§ Given passage
>>>

The national competition, created by the Verizon Foundation in partnership with the Technology Student Association, challenged student teams to develop mobile application concepts that address a need or problem in the students’ communities or schools.

The Meyzeek student team learned they had reached the pinnacle of the contest when they attended what they thought was just another lecture in their school auditorium.  As it turned out, the students become the center of attention at a surprise news conference in which Verizon announced to them and their classmates that they had won. Surrounded by banners, balloons, their parents, teachers, the school superintendent, elected officials and TV cameras, the students accepted a check for $20,000 for their school. Verizon also gave each member of the team a Samsung Galaxy tablet and an all-expenses- paid trip to the National Technology Student Association Conference in Dallas this summer.

Meyzeek Middle School of Jefferson County Public Schools (JCPS) offers enrichment courses designed to engage students in the science, technology, engineering and math (STEM) process. One of the students’ parents had read about the Verizon Innovative App challenge in an online STEM forum, and noted that it was designed to ignite students’ interest in STEM programs. The parents saw it as a perfect fit and encouraged the students to enter.

<<<

§ Information given
>>>

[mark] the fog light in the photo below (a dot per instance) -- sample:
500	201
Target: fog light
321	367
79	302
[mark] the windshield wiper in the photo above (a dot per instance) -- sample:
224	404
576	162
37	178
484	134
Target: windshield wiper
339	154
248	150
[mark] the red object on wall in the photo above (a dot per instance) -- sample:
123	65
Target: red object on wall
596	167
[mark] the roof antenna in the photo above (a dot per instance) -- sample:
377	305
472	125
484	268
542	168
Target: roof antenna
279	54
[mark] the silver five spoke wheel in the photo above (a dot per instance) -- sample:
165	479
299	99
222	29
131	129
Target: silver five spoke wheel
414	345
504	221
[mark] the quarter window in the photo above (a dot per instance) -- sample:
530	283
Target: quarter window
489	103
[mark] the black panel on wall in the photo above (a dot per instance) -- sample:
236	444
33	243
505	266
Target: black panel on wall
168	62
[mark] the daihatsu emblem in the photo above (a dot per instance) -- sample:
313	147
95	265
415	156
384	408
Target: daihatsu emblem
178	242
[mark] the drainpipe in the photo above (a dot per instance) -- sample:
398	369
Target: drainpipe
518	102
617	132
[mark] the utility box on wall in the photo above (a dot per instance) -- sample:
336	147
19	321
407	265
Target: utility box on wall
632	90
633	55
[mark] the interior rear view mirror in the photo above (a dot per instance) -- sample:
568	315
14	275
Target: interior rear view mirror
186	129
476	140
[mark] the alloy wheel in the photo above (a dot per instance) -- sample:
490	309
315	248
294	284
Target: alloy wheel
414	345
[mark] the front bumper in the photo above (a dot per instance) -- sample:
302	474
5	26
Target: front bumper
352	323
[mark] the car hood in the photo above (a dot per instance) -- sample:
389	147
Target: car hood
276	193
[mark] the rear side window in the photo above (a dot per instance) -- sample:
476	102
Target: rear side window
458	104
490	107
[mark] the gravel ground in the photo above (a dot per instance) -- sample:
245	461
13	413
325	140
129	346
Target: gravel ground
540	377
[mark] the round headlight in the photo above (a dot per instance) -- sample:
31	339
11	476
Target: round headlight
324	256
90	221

<<<

§ Goal 1
In the passage about the Meyzeek student team, how much was the check the students accepted for their school?
§ Goal 2
Copy the entries verbatim, beginning at the line that contains "[mark] the red" and continuing through the last line of the entries.

§ Result 1
$20,000.

§ Result 2
[mark] the red object on wall in the photo above (a dot per instance) -- sample:
123	65
Target: red object on wall
596	167
[mark] the roof antenna in the photo above (a dot per instance) -- sample:
377	305
472	125
484	268
542	168
Target: roof antenna
279	54
[mark] the silver five spoke wheel in the photo above (a dot per instance) -- sample:
165	479
299	99
222	29
131	129
Target: silver five spoke wheel
414	345
504	221
[mark] the quarter window in the photo above (a dot per instance) -- sample:
530	283
Target: quarter window
489	103
[mark] the black panel on wall in the photo above (a dot per instance) -- sample:
236	444
33	243
505	266
Target: black panel on wall
168	62
[mark] the daihatsu emblem in the photo above (a dot per instance) -- sample:
313	147
95	265
415	156
384	408
Target: daihatsu emblem
178	242
[mark] the drainpipe in the photo above (a dot per instance) -- sample:
398	369
Target: drainpipe
518	102
617	132
[mark] the utility box on wall in the photo above (a dot per instance) -- sample:
336	147
19	321
407	265
Target: utility box on wall
632	90
633	55
[mark] the interior rear view mirror in the photo above (a dot per instance) -- sample:
568	315
14	275
Target: interior rear view mirror
186	129
476	140
[mark] the alloy wheel in the photo above (a dot per instance) -- sample:
490	309
315	248
294	284
Target: alloy wheel
414	345
[mark] the front bumper in the photo above (a dot per instance) -- sample:
302	474
5	26
Target: front bumper
352	323
[mark] the car hood in the photo above (a dot per instance) -- sample:
389	147
Target: car hood
276	193
[mark] the rear side window in the photo above (a dot per instance) -- sample:
476	102
Target: rear side window
458	104
490	107
[mark] the gravel ground in the photo above (a dot per instance) -- sample:
245	461
13	413
325	140
129	346
Target: gravel ground
540	377
[mark] the round headlight in the photo above (a dot per instance) -- sample:
31	339
11	476
Target: round headlight
324	256
90	221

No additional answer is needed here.